- [Aim of the exercise]
Tally the lines in the following entries that include the word "Target"; state only the total.

- [Given data]
◇ ◇ ◇ ◇
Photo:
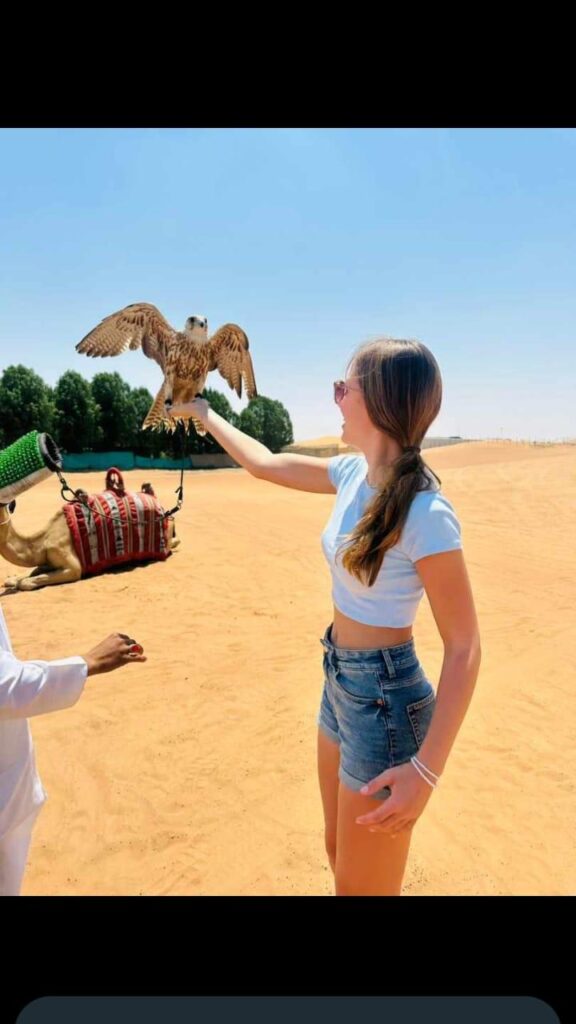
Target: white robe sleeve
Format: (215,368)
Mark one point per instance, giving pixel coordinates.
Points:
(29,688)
◇ ◇ ◇ ◇
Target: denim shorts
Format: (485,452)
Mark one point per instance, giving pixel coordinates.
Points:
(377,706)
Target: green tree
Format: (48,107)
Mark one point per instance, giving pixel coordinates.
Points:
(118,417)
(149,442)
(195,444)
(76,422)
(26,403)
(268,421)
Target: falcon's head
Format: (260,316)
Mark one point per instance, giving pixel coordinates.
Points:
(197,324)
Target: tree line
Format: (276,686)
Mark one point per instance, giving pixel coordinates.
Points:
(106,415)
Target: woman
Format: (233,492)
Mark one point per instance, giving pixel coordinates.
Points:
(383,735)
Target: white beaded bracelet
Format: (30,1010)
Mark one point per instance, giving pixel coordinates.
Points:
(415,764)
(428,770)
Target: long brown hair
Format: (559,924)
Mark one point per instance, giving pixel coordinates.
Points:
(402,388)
◇ ◇ ◇ ◇
- [Response area]
8